Exercise: Please copy every line of the records below that holds the word "exactly".

Given information:
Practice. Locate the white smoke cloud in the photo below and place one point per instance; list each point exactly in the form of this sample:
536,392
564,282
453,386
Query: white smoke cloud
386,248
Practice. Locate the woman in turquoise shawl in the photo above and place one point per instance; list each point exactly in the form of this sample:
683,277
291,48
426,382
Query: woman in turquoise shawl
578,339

...

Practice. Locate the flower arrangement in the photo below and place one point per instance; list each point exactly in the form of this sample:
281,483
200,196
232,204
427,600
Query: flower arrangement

Finished task:
Practice. Locate the white smoke cloud in the photo below and place one point per instance; list each point exactly in the form of this sample:
Practice. Locate the woman in turquoise shawl in the photo above and place one point per instance; list each point exactly in the form of this sample:
Practice. Locate the flower arrangement in the photo below and place one point per instance; list each point exactly in the form of this sample:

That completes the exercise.